Tasks to complete:
(a) Please answer these three questions about the post on Musk and AI, marking each answer (i), (ii), (iii) as the questions are marked.
(i) According to the post, what does Musk think is the reason Grok keeps giving the 'wrong' answers?
(ii) What does the writer mainly use AI for?
(iii) Which AI has the best hit rate for the writer so far?
(b) Translate this sentence from the post on Musk and AI into Spanish: "Governments really should be taxing these dangerous individuals into submission, entangling them in as much regulation as possible."

Text:
########################################

Friday, June 27, 2025

More Billionaire Idiocy

Apparently, Elon Musk has decided that the reason his AI platform Grok keeps giving the 'wrong' answers is that the data set it uses is crap.  His solution is to 'correct' this data by 'reorganising' the sum total of human knowledge and making out sure that it only includes the 'right' facts.  In other words, he wants to bend reality to his will by rewriting the entirety of history, rather than admit that either his AI platform is crap, or that it is actually giving the 'right' answers, rather than the answers that he wants.  A bold, if futile ambition.  But this is what we've come to - unelected, unaccountable billionaires deciding that they and they alone can correctly interpret human knowledge and mould it to their own prejudices.  Not that there's anything new in such lofty ambitions: just about every dictator and totalitarian regime in history has sought, to a greater or lesser degree, to recast their local histories to suit their ideologies and whims.  Indeed, even democratic regimes like to interpret history and present facts in a way that will reflect most favourably upon themselves.  But at least in the 'free world' nobody is allowed to be the sole custodian of knowledge, so alternative views always persist and remain freely accessible.  (That said, the current US government is doing its damndest to impose a monolithic and extreme right-wing reactionary interpretation of all history and knowledge upon the country through its bullying and harassment of academia).  But, as we've seen in recent times, the capacity of social media to spread false narratives, fake facts and disinformation is seemingly infinite, posing a real threat, even in pluralist societies, to the body of human knowledge.  And, of course, Musk the would be revisionist, controls one of the main social media outlets.

Which, of course, is another reason why the power enjoyed by these unaccountable bastards needs to be carefully reigned in by governments.  I'm afraid that it is inevitable that once someone achieves these levels of wealth, they'll decide that accumulating it makes them 'special', which, in turn, means that the rules which govern lesser mortals shouldn't apply to them and that they should be able to translate that wealth into power.  Damn it, one man one vote is OK for the little people, the poor people, but surely the super rich should be entitled to more influence than that?  Governments really should be taxing these dangerous individuals into submission, entangling them in as much regulation as possible.  Except that they won't, preferring to fawn over them in order to try and gain their favour.  Getting back to the original point, although his ego will never let him, it would be much easier if Musk just conceded that his AI is crap.  It's nothing to be ashamed of - all AI models are to a greater or lesser degree.  OK, I'll concede that I'm no expert on the subject and that my experiences of using AI are limited and confined to pretty trivial tasks, but, even where such trivial tasks are concerned, they all frequently have difficulty in grasping what it is that you want them to do.  I mainly use them for creating images and no matter how detailed I make my descriptions, they consistently fail to deliver anything approximating what I want to see.  ChatGPT so far has the best hit rate for me, but even that serves up some spectacular misses, (although when it is good, it is very good).  But I certainly wouldn't expect any of them to be capable of answering any complex queries with any degree of accuracy.  There's lots of hype surrounding AI but, as with many things, most of the claims made for it aren't matched by actual user experience.  So, if I was Elon Musk, I certainly wouldn't be relying upon any form of AI to be able to rewrite the sum total of human knowledge into anything intelligible, let alone useful.

########################################

Point location data
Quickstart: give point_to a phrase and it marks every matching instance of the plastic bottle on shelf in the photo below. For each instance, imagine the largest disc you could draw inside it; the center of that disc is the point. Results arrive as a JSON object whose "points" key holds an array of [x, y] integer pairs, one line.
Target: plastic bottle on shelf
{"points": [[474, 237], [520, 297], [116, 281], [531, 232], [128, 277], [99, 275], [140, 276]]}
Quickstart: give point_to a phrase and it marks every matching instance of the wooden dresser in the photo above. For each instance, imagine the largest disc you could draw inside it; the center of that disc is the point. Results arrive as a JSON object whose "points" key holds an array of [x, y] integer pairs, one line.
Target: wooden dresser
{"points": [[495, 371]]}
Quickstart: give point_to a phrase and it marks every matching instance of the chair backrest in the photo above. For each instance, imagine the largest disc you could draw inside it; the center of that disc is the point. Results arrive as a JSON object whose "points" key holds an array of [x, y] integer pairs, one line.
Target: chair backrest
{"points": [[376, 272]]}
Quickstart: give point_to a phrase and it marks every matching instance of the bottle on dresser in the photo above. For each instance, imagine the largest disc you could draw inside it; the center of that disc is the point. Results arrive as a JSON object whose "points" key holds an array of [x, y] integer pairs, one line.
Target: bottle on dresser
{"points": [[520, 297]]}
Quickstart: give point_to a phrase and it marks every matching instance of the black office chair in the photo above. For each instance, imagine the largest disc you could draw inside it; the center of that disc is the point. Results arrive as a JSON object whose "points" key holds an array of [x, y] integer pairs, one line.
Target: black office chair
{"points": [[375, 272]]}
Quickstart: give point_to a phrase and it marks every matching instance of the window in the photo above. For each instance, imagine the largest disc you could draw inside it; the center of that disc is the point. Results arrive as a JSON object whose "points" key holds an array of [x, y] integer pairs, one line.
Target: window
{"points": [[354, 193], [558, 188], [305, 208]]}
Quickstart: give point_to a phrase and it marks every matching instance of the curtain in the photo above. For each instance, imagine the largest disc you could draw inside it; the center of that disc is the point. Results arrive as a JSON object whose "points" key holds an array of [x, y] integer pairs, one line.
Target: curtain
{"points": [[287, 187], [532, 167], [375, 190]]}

########################################

Exercise solutions:
(a)
(i) The data set it uses is crap.
(ii) Creating images.
(iii) ChatGPT.

(b) Los gobiernos realmente deberían someter a estos individuos peligrosos a base de impuestos, enredándolos en tanta regulación como sea posible.